Page 1 of 1

Using Rectangle Annotation To Read text from PDF

Posted: Fri Feb 28, 2020 3:18 am
by Milos1980
Hi,

I am in the process of evaluation of VintaSoft libraries (at the moment I am using annotations for pdf). Our goal is to use rectangle annotations so our users can mark text in the pdf and by using their rectangle annotations we want to read marked text. This is the method that I have found in the documentation pages

Code: Select all

public string GetRegionTextPage(
    Vintasoft.Imaging.Pdf.Tree.PdfPage page,
    Vintasoft.Imaging.UI.ImageViewer imageViewer,
    System.Drawing.Rectangle selectedRegion)
{
    // convert the rectangle from the control coordinates to the image coordinates
    System.Drawing.RectangleF imageCoordinateSystemRectangle =
        imageViewer.RectangleToImage(selectedRegion);

    // get left-top point of the rectangle
    System.Drawing.PointF pdfPageCoordinateSystemPoint1 = imageCoordinateSystemRectangle.Location;
    // get rigth-bottom point of the rectangle
    System.Drawing.PointF pdfPageCoordinateSystemPoint2 =
        new System.Drawing.PointF(imageCoordinateSystemRectangle.Right, imageCoordinateSystemRectangle.Bottom);
    // get resolution of the image
    Vintasoft.Imaging.Resolution resolution = imageViewer.Image.Resolution;
    // convert points from the image coordinate space to the page coordinate space
    page.PointToUnit(ref pdfPageCoordinateSystemPoint1, resolution);
    page.PointToUnit(ref pdfPageCoordinateSystemPoint2, resolution);

    // create rectangle in the page's coordinate space
    System.Drawing.RectangleF rectangle = new System.Drawing.RectangleF(new PointF(pdfPageCoordinateSystemPoint1.X, pdfPageCoordinateSystemPoint1.Y),
        new System.Drawing.SizeF(
            pdfPageCoordinateSystemPoint2.X - pdfPageCoordinateSystemPoint1.X,
            pdfPageCoordinateSystemPoint2.Y - pdfPageCoordinateSystemPoint1.Y));
    // get text region of the page           
    Vintasoft.Imaging.Text.TextRegion textRegion = page.TextRegion.GetSubregion(
        rectangle,
        Vintasoft.Imaging.Text.TextSelectionMode.Rectangle);

    string textContent = string.Empty;
    // if text region is found
    if (textRegion != null)

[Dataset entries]
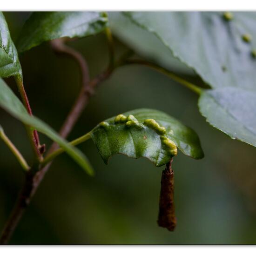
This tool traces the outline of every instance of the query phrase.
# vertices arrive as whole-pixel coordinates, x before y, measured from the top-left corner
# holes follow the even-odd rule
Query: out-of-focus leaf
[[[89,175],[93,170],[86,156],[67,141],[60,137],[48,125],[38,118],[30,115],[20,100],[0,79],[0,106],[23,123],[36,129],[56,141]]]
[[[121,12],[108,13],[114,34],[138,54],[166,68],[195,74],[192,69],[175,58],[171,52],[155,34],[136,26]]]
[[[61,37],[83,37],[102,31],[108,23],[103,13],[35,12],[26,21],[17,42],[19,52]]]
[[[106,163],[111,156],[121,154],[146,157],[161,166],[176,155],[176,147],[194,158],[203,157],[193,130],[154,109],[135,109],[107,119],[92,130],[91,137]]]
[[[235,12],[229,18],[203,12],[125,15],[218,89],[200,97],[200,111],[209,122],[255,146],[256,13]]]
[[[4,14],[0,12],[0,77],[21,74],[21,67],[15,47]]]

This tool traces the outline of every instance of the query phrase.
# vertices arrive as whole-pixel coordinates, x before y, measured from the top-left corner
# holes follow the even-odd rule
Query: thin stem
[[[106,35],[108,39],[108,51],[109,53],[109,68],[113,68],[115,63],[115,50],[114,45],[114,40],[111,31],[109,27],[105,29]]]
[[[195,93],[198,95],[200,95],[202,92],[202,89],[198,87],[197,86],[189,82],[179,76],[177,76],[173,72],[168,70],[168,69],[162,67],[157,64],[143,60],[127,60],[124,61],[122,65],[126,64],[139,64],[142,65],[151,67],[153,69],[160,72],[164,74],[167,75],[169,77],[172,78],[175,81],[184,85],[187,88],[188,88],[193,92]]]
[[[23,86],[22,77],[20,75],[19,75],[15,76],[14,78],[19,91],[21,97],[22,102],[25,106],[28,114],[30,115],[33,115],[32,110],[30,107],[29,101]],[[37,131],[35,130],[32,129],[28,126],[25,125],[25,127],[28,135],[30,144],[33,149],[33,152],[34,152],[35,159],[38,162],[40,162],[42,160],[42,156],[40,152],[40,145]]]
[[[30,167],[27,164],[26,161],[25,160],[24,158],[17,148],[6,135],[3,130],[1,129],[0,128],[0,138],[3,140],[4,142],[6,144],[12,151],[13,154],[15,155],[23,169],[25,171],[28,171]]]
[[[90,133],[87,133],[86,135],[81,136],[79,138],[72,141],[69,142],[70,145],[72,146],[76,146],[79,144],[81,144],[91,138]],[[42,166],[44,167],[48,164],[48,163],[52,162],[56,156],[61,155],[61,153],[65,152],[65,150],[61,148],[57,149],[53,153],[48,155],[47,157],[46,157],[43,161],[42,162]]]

* * *

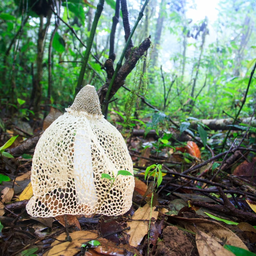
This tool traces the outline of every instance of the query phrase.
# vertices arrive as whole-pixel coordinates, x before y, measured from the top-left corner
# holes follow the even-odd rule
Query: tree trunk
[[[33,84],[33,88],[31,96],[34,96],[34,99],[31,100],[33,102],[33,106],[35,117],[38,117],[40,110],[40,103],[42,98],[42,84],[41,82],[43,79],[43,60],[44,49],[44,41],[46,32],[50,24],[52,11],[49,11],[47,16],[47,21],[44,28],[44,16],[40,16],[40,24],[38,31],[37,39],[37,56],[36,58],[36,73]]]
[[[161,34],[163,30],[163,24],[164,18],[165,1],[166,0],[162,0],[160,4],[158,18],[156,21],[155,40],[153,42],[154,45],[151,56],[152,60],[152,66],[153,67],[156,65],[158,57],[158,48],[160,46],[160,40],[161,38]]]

--

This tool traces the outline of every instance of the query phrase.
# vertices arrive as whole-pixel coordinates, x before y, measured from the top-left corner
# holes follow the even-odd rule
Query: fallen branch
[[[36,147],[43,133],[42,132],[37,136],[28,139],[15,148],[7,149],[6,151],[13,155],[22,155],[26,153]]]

▶ To be done
According to the forum post, whose libraries is the poster evaluating? Rely solely on the forum post for your answers.

▶ Correct answer
VintaSoft libraries.